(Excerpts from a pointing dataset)
++++++++++++++++++++

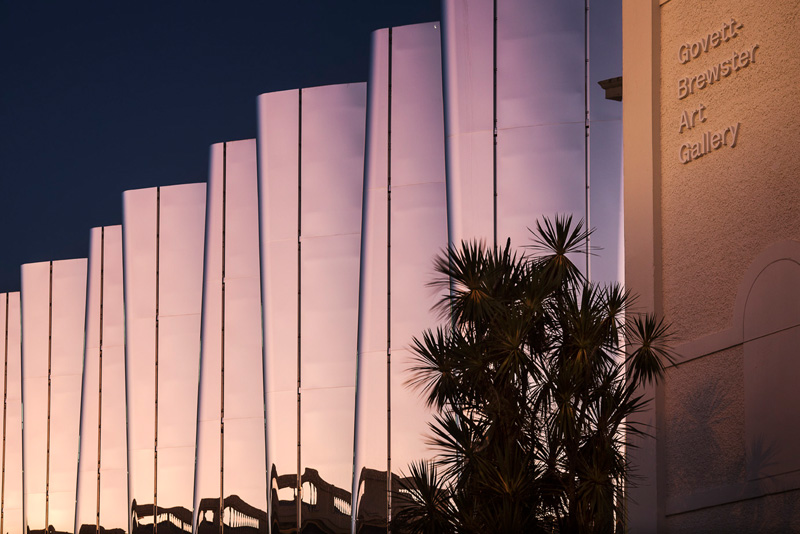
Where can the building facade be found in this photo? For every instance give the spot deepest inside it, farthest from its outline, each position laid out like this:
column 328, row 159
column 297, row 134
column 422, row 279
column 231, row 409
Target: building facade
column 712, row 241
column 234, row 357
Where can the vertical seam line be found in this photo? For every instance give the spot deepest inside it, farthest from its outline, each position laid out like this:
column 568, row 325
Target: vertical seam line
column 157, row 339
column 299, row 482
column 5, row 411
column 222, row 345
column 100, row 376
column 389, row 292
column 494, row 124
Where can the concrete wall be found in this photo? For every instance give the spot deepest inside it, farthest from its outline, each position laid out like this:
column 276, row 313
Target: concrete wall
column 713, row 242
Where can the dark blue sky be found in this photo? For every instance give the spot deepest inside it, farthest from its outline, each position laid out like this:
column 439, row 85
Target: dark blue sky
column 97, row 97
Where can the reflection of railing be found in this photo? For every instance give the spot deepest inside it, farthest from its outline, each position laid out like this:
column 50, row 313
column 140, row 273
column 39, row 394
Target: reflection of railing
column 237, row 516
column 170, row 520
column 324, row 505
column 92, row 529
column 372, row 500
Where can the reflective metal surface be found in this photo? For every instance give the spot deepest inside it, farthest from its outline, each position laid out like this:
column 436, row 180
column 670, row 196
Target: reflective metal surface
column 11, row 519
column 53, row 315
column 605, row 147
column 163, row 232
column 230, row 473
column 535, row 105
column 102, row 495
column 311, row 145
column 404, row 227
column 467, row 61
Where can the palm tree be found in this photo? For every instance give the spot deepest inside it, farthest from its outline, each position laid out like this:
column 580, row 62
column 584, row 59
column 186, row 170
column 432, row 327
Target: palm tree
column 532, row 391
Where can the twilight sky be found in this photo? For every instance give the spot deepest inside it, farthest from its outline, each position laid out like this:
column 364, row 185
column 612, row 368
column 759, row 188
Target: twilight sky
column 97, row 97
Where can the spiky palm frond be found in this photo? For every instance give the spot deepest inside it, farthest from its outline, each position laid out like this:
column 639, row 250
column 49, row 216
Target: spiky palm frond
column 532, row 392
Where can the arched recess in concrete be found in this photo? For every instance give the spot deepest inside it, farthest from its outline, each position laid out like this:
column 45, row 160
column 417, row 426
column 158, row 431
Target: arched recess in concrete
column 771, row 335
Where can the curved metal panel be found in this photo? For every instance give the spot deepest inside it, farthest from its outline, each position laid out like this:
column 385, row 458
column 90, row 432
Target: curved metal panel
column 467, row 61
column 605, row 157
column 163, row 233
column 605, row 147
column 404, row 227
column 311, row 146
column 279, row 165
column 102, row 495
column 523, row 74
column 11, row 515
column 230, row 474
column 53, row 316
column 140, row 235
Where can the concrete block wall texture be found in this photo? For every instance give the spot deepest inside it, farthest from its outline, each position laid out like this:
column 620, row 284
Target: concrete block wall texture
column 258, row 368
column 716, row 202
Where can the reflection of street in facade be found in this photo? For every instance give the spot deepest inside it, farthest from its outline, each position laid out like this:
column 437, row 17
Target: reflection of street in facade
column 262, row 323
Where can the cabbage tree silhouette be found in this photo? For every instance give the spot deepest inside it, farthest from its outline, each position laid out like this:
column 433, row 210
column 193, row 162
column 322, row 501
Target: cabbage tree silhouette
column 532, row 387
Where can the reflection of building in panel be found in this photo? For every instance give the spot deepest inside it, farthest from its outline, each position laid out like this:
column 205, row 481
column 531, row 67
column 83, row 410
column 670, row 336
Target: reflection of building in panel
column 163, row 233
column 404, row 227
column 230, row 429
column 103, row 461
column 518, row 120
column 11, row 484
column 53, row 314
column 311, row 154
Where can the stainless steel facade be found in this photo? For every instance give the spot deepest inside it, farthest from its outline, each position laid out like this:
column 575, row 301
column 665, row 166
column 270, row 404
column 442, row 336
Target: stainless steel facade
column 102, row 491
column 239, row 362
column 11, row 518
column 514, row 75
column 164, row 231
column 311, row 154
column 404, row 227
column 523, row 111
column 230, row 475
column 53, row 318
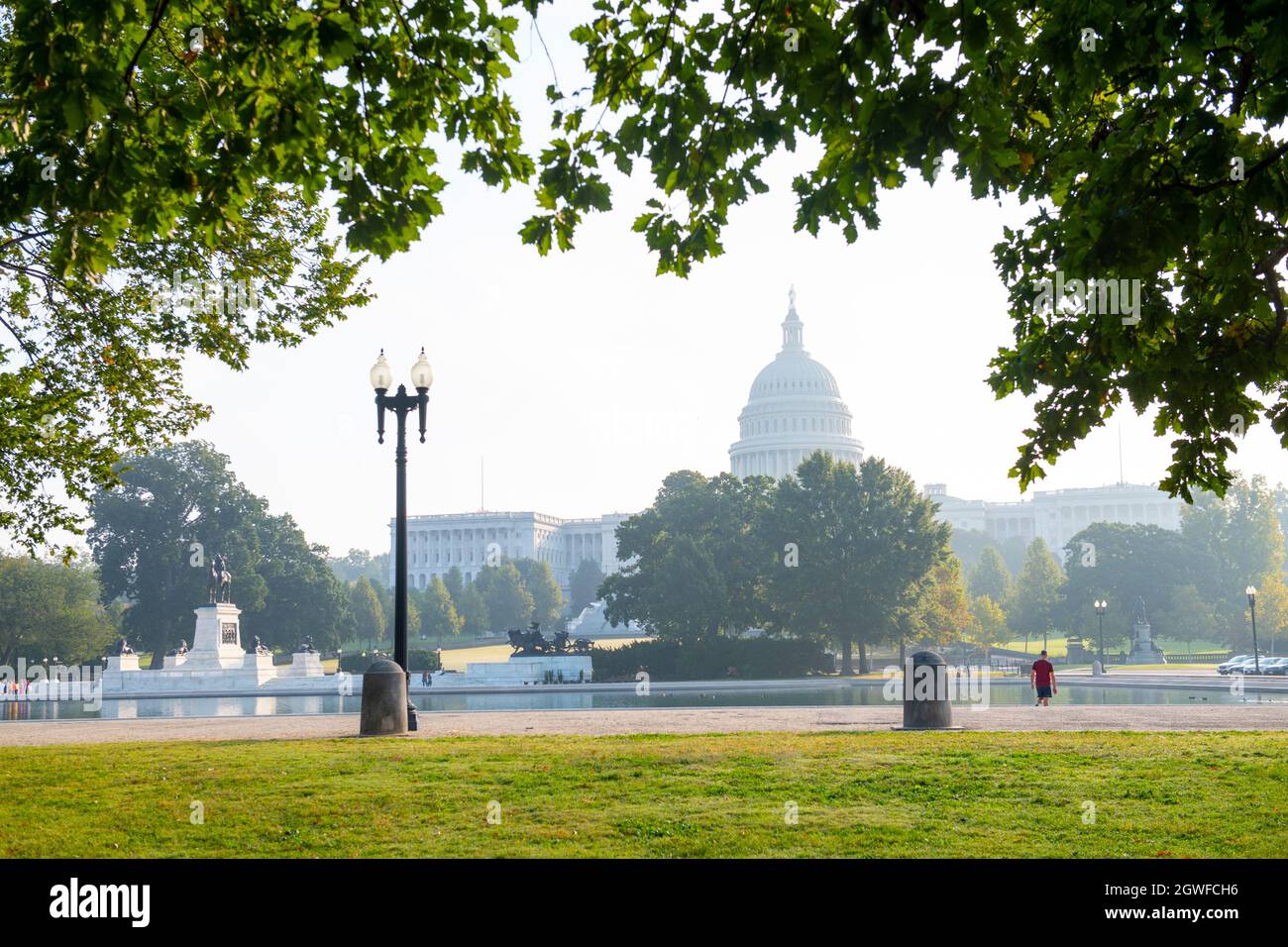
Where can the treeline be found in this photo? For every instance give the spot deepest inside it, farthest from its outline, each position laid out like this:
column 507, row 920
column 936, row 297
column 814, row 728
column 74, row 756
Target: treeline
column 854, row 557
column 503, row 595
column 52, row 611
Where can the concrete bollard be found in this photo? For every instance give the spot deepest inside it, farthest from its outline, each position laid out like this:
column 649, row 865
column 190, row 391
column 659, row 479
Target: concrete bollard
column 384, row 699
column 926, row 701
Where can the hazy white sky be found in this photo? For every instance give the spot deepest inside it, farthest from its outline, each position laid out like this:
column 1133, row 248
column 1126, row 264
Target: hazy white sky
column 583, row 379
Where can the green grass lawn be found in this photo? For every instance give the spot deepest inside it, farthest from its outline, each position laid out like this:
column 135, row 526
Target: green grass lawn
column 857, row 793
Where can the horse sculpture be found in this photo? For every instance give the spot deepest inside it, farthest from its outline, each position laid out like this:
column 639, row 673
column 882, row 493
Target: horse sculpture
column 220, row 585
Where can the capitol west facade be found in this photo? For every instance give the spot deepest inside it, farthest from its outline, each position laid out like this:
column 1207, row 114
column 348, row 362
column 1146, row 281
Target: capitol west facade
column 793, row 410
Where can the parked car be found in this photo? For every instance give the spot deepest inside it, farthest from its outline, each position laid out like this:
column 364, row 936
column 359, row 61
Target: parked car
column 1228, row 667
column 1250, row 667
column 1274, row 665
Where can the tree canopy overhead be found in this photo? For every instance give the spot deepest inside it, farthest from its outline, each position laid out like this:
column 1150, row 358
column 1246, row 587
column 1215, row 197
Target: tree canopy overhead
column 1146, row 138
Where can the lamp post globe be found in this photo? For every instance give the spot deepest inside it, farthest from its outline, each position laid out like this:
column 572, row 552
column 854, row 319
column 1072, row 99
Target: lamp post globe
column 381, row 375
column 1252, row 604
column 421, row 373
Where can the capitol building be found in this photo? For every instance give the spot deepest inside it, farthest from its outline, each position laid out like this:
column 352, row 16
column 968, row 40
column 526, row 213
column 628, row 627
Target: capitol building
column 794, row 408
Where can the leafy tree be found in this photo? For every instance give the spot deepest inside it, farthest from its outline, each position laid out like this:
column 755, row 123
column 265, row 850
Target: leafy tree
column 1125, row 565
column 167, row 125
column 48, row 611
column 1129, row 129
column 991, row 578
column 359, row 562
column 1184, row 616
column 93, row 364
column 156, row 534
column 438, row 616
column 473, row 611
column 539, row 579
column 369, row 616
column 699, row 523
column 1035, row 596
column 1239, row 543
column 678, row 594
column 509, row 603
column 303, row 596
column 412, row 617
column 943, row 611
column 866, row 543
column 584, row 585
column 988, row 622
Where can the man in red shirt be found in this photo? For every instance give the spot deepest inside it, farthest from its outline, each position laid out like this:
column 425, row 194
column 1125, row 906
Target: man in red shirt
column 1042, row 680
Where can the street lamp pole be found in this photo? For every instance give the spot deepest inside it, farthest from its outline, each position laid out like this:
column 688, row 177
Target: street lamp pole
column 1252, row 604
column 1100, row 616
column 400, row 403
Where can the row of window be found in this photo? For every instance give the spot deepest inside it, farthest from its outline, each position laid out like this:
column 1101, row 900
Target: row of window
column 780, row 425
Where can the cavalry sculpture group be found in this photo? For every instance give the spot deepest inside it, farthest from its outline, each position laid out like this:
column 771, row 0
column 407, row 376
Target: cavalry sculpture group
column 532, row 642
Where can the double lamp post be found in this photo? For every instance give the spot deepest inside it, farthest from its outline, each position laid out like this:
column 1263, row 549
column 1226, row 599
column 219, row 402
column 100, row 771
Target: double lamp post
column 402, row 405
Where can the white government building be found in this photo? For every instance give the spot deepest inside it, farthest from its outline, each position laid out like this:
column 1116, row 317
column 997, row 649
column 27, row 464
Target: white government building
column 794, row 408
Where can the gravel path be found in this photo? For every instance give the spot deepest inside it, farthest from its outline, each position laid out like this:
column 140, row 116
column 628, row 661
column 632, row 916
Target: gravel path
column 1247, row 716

++++++++++++++++++++

## DESCRIPTION OF THE TASK:
Copy the data from the line with "Where can the lamp" up to and including the line with "column 780, row 425", keeping every line identical.

## TASK RESPONSE:
Where can the lamp post globe be found in this photo? For every instance give the spot deepest inside it, farthest from its outline, each position laid out like this:
column 572, row 552
column 854, row 319
column 1072, row 99
Target: lamp post globe
column 381, row 375
column 1252, row 604
column 421, row 373
Where can the capitol building be found in this photo? For every instance give the spot deepest inside it, farthest from its outline, each position laid out like this:
column 352, row 16
column 968, row 40
column 526, row 213
column 628, row 627
Target: capitol building
column 794, row 408
Where can the leafy tree be found in this photo? For every instance give the spot deepest inside it, farthest from its outline, each position laid out like this:
column 755, row 123
column 265, row 850
Target: leafy tree
column 1125, row 565
column 167, row 125
column 48, row 611
column 1129, row 129
column 991, row 578
column 359, row 562
column 1184, row 616
column 93, row 364
column 156, row 534
column 438, row 616
column 473, row 611
column 539, row 579
column 369, row 616
column 699, row 523
column 1035, row 596
column 1239, row 543
column 678, row 594
column 509, row 603
column 303, row 596
column 412, row 617
column 943, row 611
column 866, row 543
column 584, row 585
column 988, row 622
Where can the man in red shirt be found in this photo? For every instance give the spot deepest inside it, farthest from its outline, each position laid out like this:
column 425, row 194
column 1125, row 906
Target: man in red shirt
column 1042, row 680
Where can the street lamp pole be found in this photo? For every instance give the spot deepest inside it, farthest from its outline, each position laid out like this:
column 688, row 177
Target: street lamp pole
column 1252, row 604
column 1100, row 616
column 400, row 403
Where can the row of window be found in this photo? For every instance give the spot deepest inside it, farthest from its outline, each position laid out like this:
column 1101, row 900
Target: row of window
column 780, row 425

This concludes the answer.